═════ Data Latihan

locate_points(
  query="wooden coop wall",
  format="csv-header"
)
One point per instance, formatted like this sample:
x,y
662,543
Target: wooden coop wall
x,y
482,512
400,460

══════════

## Tujuan Latihan
Tulis ulang seluruh data di atas tanpa mengubah apa pun.

## Jawaban Tugas
locate_points(
  query="wooden coop wall",
  format="csv-header"
)
One point per instance, formatted like this sample:
x,y
662,543
Target: wooden coop wall
x,y
482,512
400,460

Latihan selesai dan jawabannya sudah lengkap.